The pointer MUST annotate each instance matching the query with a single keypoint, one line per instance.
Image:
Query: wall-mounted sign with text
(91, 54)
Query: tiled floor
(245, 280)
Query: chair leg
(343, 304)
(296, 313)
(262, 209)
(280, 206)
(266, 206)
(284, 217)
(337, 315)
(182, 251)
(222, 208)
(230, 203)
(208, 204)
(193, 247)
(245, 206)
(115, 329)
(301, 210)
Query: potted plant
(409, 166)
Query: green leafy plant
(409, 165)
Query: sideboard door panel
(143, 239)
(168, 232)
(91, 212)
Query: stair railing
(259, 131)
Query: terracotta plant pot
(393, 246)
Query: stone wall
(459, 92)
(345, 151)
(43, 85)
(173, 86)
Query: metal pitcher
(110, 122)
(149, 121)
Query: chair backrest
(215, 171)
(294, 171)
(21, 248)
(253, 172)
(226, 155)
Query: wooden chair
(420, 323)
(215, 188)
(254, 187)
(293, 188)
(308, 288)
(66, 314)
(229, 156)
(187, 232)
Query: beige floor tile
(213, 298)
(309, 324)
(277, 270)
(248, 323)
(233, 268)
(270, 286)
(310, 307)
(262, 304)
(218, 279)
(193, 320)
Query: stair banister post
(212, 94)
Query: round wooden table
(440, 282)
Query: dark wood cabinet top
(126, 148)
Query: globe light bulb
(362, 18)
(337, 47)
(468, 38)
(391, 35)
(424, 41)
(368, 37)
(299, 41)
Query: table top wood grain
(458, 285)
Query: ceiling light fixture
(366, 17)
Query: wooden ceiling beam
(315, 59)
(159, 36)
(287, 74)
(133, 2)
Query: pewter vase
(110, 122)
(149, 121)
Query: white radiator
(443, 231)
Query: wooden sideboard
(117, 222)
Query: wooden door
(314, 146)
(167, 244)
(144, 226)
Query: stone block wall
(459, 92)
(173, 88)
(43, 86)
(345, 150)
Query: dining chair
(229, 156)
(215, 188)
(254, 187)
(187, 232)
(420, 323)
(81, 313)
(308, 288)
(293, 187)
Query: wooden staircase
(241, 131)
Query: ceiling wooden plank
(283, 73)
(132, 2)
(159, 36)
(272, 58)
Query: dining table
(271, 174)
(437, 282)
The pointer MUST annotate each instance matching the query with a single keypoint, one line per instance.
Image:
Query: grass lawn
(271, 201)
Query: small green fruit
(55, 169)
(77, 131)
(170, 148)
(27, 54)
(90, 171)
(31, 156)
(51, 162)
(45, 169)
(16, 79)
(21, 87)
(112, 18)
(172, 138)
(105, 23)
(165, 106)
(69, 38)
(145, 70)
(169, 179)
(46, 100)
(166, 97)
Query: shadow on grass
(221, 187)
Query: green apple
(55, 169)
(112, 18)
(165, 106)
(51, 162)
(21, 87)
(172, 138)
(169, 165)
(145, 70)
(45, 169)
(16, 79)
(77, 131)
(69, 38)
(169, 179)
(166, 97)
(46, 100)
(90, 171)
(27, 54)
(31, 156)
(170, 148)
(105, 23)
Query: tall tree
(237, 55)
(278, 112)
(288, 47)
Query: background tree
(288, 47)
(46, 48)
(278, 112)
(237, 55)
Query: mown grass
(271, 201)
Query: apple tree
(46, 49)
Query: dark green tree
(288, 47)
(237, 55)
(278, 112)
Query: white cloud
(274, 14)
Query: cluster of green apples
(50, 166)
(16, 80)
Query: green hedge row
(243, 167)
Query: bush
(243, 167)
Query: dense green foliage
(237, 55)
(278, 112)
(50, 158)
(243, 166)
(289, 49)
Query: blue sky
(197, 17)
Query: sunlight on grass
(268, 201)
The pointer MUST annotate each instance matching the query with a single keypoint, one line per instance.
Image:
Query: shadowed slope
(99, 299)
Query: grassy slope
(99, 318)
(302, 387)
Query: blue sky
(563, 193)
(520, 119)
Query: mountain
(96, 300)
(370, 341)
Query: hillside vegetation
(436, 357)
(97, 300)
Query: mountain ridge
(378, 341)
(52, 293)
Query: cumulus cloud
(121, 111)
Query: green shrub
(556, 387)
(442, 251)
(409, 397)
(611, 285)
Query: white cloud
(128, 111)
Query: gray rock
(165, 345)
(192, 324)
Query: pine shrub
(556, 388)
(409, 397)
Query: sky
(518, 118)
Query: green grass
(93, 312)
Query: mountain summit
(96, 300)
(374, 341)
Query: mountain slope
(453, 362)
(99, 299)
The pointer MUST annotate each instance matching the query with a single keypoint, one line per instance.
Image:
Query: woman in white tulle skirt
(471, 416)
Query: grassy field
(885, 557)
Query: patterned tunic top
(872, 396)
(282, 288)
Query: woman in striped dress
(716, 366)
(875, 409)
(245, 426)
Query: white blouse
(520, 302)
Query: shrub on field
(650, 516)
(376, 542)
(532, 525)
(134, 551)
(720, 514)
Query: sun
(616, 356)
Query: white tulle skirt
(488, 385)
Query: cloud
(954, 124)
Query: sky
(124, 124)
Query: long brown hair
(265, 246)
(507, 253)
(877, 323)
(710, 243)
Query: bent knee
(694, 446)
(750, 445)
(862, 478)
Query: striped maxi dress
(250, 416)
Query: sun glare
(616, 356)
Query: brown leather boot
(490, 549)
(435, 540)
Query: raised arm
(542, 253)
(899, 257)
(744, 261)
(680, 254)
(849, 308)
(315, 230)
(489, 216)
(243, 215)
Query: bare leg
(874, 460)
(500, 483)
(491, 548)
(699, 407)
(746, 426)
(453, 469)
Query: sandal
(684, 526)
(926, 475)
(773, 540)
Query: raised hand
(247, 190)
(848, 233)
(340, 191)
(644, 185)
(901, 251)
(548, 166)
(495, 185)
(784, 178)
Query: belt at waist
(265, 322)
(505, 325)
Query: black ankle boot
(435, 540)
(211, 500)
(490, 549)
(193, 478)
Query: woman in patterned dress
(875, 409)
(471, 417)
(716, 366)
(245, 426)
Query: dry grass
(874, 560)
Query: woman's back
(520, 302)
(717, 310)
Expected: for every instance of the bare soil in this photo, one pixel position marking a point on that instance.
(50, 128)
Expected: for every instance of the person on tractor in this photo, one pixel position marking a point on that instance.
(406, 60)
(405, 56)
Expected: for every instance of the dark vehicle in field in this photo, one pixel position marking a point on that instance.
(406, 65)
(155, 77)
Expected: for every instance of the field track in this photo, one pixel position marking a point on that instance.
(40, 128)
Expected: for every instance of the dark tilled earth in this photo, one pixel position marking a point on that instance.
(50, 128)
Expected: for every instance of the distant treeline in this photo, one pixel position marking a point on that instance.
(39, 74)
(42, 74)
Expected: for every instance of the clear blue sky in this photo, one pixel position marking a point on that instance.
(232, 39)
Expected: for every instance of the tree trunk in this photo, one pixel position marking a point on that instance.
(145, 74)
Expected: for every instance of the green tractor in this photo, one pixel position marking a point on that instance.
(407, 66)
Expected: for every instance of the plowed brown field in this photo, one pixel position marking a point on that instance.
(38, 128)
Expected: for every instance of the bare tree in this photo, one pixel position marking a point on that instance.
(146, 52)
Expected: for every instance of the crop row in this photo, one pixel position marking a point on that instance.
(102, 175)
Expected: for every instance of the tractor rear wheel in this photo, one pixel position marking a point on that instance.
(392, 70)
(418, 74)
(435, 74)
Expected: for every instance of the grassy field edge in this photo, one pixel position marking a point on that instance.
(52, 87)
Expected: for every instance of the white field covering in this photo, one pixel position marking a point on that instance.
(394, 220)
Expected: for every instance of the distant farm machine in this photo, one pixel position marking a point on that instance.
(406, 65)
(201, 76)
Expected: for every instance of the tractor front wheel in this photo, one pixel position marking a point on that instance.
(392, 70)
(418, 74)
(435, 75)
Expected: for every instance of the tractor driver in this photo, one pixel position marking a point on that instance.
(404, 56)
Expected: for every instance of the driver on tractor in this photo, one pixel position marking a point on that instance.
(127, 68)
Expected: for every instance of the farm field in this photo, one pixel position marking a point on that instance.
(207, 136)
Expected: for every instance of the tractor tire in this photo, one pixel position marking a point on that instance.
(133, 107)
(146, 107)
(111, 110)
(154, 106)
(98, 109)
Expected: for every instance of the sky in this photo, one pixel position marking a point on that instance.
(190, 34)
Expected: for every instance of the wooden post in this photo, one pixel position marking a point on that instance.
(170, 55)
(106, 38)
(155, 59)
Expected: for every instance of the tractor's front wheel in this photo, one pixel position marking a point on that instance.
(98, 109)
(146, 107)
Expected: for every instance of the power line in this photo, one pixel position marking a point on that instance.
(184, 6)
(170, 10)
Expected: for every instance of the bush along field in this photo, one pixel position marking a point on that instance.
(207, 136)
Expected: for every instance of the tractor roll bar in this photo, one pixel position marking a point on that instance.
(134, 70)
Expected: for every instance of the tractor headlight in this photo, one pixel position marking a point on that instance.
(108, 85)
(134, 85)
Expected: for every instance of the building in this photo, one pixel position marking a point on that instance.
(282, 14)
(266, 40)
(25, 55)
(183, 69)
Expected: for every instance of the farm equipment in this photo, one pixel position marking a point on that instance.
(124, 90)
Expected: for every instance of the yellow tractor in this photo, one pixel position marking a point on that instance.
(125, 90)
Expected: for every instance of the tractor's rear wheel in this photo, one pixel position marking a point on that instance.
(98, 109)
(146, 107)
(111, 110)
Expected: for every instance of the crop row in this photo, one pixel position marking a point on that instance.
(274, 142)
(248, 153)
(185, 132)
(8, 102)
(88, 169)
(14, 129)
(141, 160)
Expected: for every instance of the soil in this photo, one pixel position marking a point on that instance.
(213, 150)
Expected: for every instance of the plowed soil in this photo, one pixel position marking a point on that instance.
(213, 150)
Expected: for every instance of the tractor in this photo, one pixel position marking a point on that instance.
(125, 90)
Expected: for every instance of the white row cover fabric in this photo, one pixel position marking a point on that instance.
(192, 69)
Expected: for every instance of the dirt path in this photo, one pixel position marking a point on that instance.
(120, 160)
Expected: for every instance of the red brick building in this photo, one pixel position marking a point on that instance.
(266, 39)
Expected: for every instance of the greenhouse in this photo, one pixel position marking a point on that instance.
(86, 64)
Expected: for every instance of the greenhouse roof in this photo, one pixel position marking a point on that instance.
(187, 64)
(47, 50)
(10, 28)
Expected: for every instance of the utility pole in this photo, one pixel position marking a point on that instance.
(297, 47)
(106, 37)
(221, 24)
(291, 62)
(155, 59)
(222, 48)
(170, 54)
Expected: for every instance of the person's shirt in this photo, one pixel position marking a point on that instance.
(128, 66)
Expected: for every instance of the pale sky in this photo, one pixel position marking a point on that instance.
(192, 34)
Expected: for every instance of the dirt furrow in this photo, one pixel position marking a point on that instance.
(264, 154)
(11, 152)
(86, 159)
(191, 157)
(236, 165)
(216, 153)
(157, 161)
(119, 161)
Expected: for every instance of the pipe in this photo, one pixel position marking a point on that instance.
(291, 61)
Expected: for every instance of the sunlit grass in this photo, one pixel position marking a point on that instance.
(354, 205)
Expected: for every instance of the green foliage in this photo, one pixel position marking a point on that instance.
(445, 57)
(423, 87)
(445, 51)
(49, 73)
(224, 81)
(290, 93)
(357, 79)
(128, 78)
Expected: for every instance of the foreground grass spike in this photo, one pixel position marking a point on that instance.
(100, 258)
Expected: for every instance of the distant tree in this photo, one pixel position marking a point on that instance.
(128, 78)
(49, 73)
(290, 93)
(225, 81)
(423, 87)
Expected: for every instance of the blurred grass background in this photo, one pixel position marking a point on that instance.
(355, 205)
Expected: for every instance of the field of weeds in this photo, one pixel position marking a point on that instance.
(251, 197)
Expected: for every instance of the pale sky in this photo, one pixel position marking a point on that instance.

────

→ Your instructions: Word for word, repeat the lines from the one holding "Expected: for every instance of the green foliage" through the last line of the entries, both included.

→ Solution to this problem:
Expected: for every instance of the green foliage in this photo, one pixel position marking a point on that instance.
(445, 57)
(423, 87)
(445, 51)
(49, 73)
(224, 81)
(290, 93)
(357, 79)
(128, 78)
Expected: for every instance of the foreground grass spike in this photo, one pixel position marking a point on that instance.
(100, 258)
Expected: for every instance of the distant tree in this photo, one pixel position marking a point on that instance.
(128, 78)
(49, 73)
(290, 93)
(225, 81)
(423, 87)
Expected: for every instance of the blurred grass background in this photo, one pixel position marking a point on that instance.
(355, 205)
Expected: for every instance of the field of weeds in this photo, one pixel position marking a point on that instance.
(251, 197)
Expected: for every instance of the pale sky in this photo, one pixel position marking a point on that instance.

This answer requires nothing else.